**What is asked**
Locate every line in the items below that contains the word "jacket", treating uppercase and lowercase as different, and copy each of those lines.

**Given records**
* BEGIN *

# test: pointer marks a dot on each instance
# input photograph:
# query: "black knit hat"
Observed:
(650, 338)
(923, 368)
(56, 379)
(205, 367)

* END *
* BEGIN *

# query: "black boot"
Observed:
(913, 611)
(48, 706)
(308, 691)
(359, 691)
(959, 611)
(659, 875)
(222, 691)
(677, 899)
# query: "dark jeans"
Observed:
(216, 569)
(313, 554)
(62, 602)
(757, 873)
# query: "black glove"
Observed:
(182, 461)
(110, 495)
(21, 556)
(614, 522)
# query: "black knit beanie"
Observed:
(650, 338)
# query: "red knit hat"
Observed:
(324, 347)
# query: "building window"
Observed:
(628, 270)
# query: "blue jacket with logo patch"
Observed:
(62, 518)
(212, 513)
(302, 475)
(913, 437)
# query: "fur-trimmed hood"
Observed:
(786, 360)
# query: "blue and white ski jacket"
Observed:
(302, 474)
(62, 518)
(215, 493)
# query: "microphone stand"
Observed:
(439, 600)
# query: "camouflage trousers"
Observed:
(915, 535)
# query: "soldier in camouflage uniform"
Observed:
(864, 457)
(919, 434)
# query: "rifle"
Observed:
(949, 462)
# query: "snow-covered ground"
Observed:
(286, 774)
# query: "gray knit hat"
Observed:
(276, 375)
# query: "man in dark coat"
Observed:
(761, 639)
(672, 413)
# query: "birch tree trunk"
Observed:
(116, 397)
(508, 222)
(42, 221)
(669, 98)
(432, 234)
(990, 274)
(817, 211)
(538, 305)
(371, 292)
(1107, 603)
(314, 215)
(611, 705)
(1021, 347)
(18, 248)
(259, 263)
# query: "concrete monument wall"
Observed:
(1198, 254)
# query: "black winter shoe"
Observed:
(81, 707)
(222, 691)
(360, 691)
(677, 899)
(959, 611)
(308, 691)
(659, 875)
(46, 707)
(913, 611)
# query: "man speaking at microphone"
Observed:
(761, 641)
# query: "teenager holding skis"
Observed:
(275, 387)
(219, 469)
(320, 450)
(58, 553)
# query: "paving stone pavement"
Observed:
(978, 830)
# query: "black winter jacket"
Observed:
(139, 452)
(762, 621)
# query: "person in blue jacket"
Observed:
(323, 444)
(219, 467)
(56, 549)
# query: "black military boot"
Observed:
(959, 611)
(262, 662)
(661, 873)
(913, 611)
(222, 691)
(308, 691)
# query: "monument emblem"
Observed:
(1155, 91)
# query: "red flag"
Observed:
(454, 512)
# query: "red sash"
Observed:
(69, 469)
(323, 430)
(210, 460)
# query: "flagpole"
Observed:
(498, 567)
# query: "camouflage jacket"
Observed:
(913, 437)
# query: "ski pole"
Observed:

* END *
* BEGIN *

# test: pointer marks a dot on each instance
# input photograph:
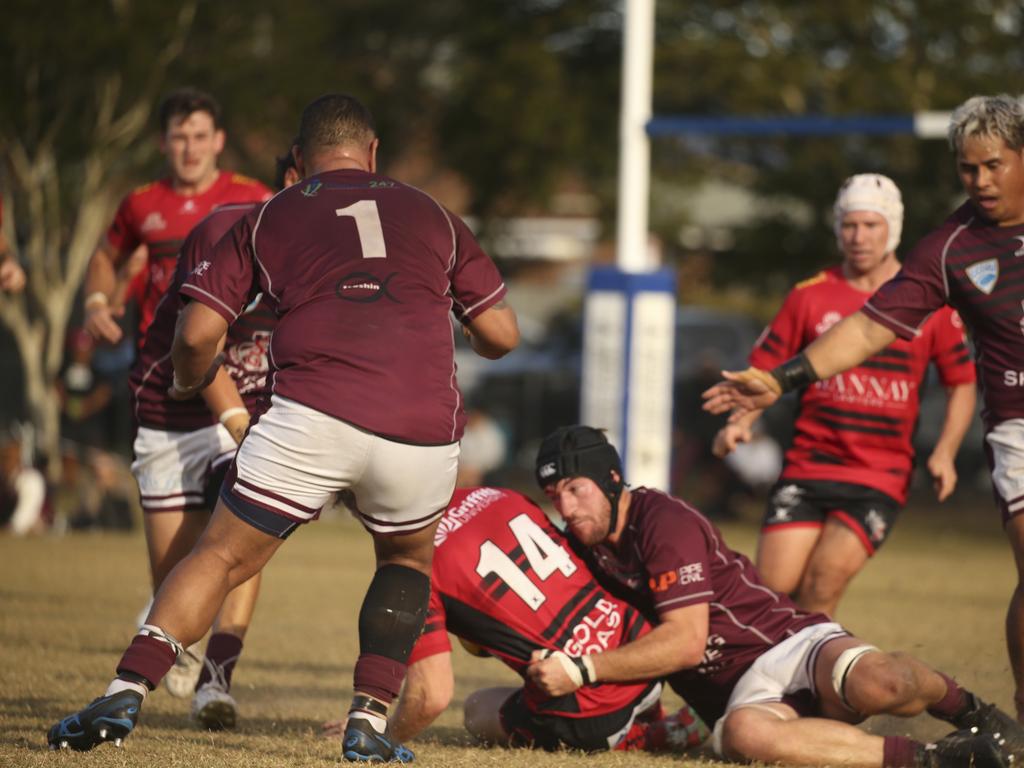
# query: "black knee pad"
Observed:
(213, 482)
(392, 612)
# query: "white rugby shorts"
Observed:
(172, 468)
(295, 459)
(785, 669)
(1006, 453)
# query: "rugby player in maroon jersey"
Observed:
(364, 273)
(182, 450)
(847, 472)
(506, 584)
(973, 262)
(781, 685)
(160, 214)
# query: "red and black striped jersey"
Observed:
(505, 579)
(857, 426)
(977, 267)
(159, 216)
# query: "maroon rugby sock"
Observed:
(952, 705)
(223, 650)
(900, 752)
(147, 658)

* END *

**Result for this task**
# query: "blue jacket with logo patch"
# query: "blue and white ski jacket"
# query: "black winter jacket"
# query: "person in blue jacket"
# query: "camouflage jacket"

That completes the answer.